(DO THIS): Return each line below that contains the word "photo", copying every such line in full.

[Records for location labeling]
[BEGIN]
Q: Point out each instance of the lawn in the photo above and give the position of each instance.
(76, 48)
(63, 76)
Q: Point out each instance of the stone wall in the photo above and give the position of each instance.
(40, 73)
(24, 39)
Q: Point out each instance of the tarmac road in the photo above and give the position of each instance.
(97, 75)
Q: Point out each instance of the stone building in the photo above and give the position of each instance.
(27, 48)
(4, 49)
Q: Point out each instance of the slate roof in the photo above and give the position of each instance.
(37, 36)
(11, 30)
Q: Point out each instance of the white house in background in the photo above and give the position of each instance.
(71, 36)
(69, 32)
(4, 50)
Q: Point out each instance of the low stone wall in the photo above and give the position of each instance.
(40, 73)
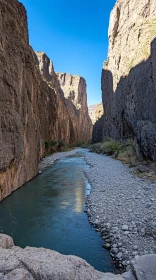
[END]
(TASK RESPONSE):
Q: Point out each instance of the lawn in the photo above and give the position of each instance.
Q: Point out each instance of the stone wall in the photo above and give the position of each instance.
Q: Point out each instance of the tarmac road in the photo above and give the position of each instance.
Q: Point out each instance of the stone building in the photo above and give the position of each instance.
Q: Point out each instance of the slate roof in the photo above and give the position of each instance.
Q: Point out each instance of the white house in background in the photo above and give the position of each instance.
Q: Point out each instance of the low stone wall in the photo above and give the position of each instance.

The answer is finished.